Objective:
Copy the listing below line for line, with every character unchanged. Leave out the picture.

Entries supplied:
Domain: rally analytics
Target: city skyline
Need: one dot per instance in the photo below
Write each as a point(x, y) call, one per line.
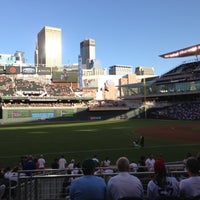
point(128, 32)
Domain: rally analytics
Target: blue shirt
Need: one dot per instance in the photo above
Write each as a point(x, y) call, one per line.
point(88, 187)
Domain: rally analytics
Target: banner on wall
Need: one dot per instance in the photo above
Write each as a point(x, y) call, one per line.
point(12, 70)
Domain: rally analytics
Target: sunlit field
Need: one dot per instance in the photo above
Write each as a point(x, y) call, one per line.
point(80, 140)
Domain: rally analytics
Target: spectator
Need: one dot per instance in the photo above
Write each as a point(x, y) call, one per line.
point(149, 163)
point(29, 164)
point(41, 162)
point(88, 186)
point(141, 164)
point(124, 185)
point(133, 166)
point(190, 187)
point(106, 162)
point(141, 139)
point(2, 190)
point(161, 185)
point(62, 162)
point(71, 165)
point(54, 164)
point(96, 160)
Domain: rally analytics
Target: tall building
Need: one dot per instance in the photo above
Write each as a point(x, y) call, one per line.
point(120, 70)
point(87, 51)
point(48, 51)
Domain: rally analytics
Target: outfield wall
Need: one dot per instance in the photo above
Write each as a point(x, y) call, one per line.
point(16, 115)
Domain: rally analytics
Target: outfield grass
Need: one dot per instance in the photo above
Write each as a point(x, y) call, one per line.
point(80, 140)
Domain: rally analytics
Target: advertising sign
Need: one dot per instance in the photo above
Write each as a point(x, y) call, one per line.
point(28, 70)
point(44, 70)
point(12, 70)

Worked solution:
Domain: rally analytics
Target: city skyline
Need: one dot per instance in the photo below
Write each as a point(x, y) call, one per line.
point(128, 32)
Domain: rally analytics
Target: blue shirt
Need: one dot per instance in the photo above
Write each as a point(x, y) call, one per line.
point(88, 187)
Domain: rally analytics
Target: banner on wall
Need: one dot per instance in the photo above
Write each as a point(x, y) call, one per line.
point(12, 70)
Domain: rally analytics
Target: sunlit field
Need: one dot per instance in the photo above
Write each as a point(x, y) call, one per line.
point(80, 140)
Domain: rally analytics
Target: spectator
Need: one dot per instance in the photo above
Write each as a point(x, y) call, one per line.
point(149, 163)
point(29, 164)
point(41, 162)
point(88, 186)
point(141, 164)
point(124, 185)
point(133, 166)
point(190, 187)
point(106, 162)
point(141, 139)
point(2, 190)
point(161, 185)
point(62, 162)
point(71, 165)
point(54, 164)
point(96, 160)
Domain: rally analytics
Target: tall building
Need: one dot per instance in the photo above
Write each as a point(x, y) call, one per line.
point(120, 70)
point(87, 51)
point(48, 51)
Domain: rally analytics
Target: outfield wall
Need: one dot per instance in the photo above
Write each as a point(x, y) call, one per line.
point(16, 115)
Domain: rally analytics
Target: outfield grass
Need: one dot per instance in the photo above
Write each as a point(x, y) call, one per line.
point(80, 140)
Domain: rally analytics
Target: advertising sign
Need: one dot per instance in the photo above
Write each as a point(x, y) call, one per line.
point(28, 70)
point(44, 70)
point(12, 70)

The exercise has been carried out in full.